Given exercise. Copy the rows below, keeping every line the same but leaving out the pictures.

Materials provided.
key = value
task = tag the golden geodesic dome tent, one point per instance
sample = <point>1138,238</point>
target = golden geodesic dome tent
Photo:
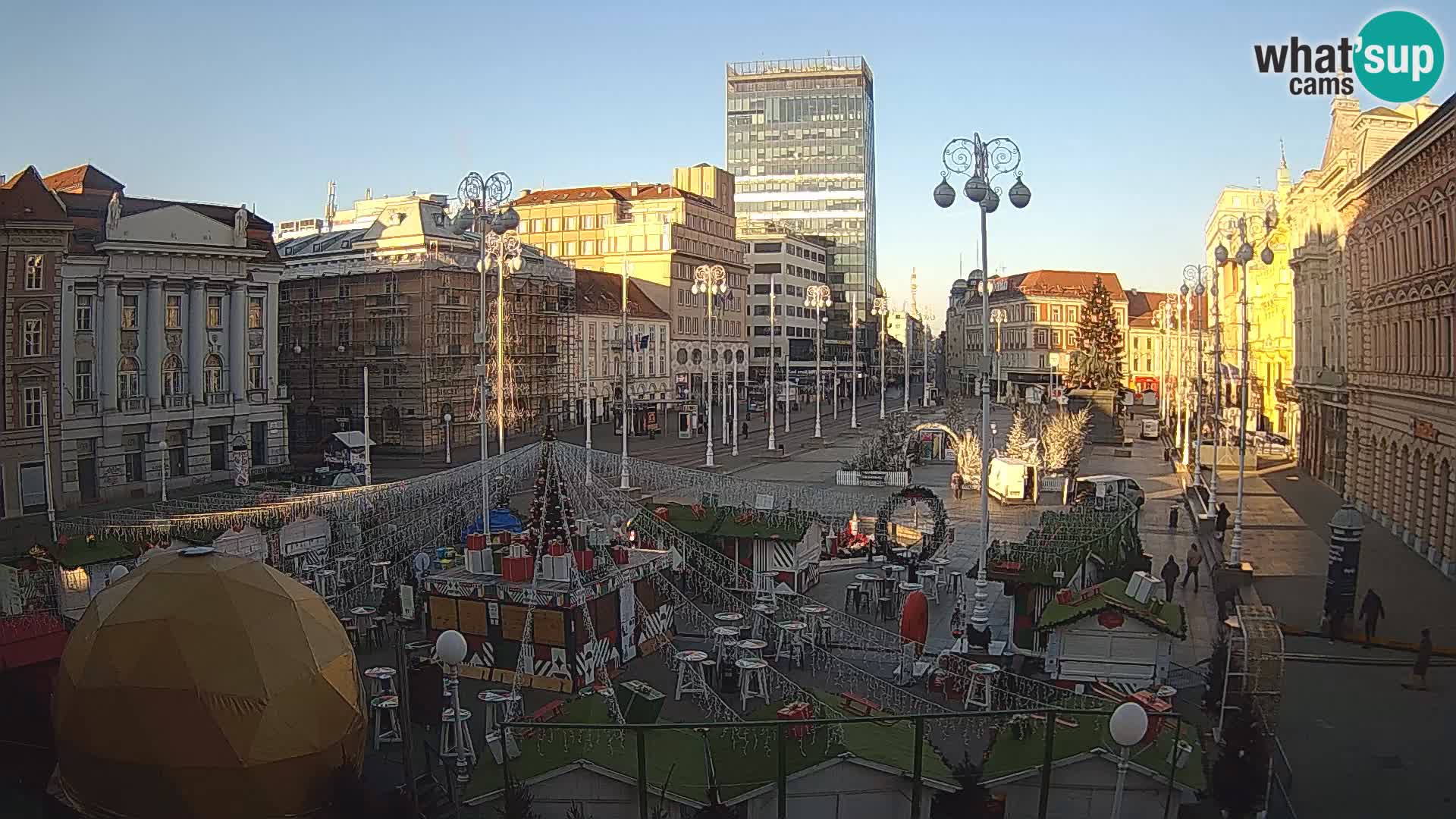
<point>206,686</point>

Complete output.
key = value
task = tag the golden geodesic dome tent, one point per instance
sample = <point>1138,238</point>
target = golden geodesic dome tent
Photo:
<point>206,686</point>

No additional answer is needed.